**TASK SET:**
(1) List every trial or study identifier named in the passage on translational studies using NCTN trial samples.
(2) Continue the passage on translational studies using NCTN trial samples from where it stops.

DOCUMENT PASSAGE Block Start

Key efforts to enhance diversity in group leadership and patient enrollment

I’ve detailed these efforts in previous Front Lines, so I provide them in shorthand here, with appropriate links.

 

Top translational studies using non-integral NCTN trial samples

  • Our S1403 study found that circulating tumor DNA (ctDNA) kinetics can predict progression-free and overall survival in EGFR TKI-treated patients with EGFR-mutant non-small cell lung cancer.
     
  • Our joint CALGB/SWOG 80405 study showed that tumor immunogenomic features determine outcomes in patients with metastatic colorectal cancer treated with standard-of-care combinations of bevacizumab and cetuximab.
     
  • An analysis of pre- and post-treatment tissues from the S0800 trial revealed an effect of neoadjuvant chemotherapy on the breast cancer genome. The results suggest that genomic disturbances in BRCA-related DNA-repair mechanisms increase sensitivity to chemotherapy.
     
  • A study identified genomic aberrations associated with early progression, progression-free survival, and overall survival in a large set of pretreatment samples from patients enrolled to the SWOG S0016 trial in follicular lymphoma.
     
  • Researchers identified the DNA-damage immune response signature and stromal tumor-infiltrating lymphocytes as predictive of improved disease-free and overall survival for patients on the S9313 trial who had triple-negative breast cancer treated with adjuvant chemotherapy.

DOCUMENT PASSAGE Block End
MATERIAL SUPPLIED Block Start

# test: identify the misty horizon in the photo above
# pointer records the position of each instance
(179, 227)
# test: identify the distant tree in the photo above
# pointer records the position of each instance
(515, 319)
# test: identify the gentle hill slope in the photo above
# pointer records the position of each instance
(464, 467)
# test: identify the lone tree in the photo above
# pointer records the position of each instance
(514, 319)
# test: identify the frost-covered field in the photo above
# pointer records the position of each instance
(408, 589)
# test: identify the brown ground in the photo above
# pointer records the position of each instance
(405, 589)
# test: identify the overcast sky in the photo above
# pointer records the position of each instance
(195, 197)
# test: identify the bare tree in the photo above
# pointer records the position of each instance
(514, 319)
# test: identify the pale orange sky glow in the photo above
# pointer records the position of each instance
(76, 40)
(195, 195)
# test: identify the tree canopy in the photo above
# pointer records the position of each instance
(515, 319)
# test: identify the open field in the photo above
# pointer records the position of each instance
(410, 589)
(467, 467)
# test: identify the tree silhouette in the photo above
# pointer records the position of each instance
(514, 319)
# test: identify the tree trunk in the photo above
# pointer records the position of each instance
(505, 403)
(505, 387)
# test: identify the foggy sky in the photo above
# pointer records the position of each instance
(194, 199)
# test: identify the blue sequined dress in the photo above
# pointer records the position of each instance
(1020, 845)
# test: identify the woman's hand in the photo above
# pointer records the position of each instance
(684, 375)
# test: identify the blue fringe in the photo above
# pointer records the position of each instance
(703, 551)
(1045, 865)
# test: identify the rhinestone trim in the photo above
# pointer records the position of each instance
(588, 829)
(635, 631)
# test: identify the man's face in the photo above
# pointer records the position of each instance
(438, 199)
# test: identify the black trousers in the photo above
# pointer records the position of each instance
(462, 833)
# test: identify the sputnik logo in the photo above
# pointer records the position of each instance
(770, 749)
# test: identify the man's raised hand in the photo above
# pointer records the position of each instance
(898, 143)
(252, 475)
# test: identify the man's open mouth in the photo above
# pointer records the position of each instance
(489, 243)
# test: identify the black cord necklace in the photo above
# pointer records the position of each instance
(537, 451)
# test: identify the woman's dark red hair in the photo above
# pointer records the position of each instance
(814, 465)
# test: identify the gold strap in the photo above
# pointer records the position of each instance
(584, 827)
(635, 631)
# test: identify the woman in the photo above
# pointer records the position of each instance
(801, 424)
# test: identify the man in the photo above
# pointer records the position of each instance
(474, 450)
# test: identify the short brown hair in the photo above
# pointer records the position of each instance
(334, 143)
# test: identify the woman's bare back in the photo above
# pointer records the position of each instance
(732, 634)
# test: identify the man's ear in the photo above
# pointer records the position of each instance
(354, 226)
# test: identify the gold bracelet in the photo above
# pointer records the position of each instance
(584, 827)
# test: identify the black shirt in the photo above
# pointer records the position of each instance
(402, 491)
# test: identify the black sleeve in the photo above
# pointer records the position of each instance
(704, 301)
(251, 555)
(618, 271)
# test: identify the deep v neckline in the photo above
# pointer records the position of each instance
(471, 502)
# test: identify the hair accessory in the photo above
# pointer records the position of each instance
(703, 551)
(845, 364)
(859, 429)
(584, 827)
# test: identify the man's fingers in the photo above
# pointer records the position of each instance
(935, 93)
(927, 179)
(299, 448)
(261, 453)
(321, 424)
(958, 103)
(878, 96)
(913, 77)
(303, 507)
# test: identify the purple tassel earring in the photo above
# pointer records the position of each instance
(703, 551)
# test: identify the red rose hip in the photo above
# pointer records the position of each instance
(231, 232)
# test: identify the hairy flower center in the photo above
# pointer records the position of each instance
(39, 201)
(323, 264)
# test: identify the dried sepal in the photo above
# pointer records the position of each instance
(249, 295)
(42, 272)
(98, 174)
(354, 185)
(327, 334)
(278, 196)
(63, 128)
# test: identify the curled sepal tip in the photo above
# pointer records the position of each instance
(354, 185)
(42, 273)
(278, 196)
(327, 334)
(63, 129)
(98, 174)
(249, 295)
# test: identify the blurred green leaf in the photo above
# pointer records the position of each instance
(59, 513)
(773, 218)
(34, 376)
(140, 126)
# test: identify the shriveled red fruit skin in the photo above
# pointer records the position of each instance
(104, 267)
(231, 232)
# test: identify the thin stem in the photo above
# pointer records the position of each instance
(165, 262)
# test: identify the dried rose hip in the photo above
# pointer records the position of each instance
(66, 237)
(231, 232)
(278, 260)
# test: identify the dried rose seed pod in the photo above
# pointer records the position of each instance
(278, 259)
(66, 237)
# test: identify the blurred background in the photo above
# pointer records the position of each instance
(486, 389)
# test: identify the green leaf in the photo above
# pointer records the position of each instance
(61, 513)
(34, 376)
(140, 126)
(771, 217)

MATERIAL SUPPLIED Block End

**ANSWERS TO THE EXERCISE:**
(1)
S1403
CALGB/SWOG 80405
S0800
S0016
S9313

(2)
     

Top special or unique operational initiatives

  • Our protocol resourcing task force last year developed a web-accessible dashboard and several strategies and tools to better track and allocate operations and statistical support across SWOG committees.
     
  • In response to requests from our sites, SWOG developed a clearinghouse of curated training materials designed to alleviate some of the staff training burden that is exacerbated by rapid turnover.
     
  • We identified COVID-driven changes to standard operating procedures for our protocols and suggested updated protocol language that will allow our sites increased flexibility with these procedures in the future.
     

Whew! That’s just a tiny fraction of what our investigators and members did recently. But it’s enough to convey the scope and import of what we’ve accomplished over the last few years. I hope you agree it’s plenty to be proud of!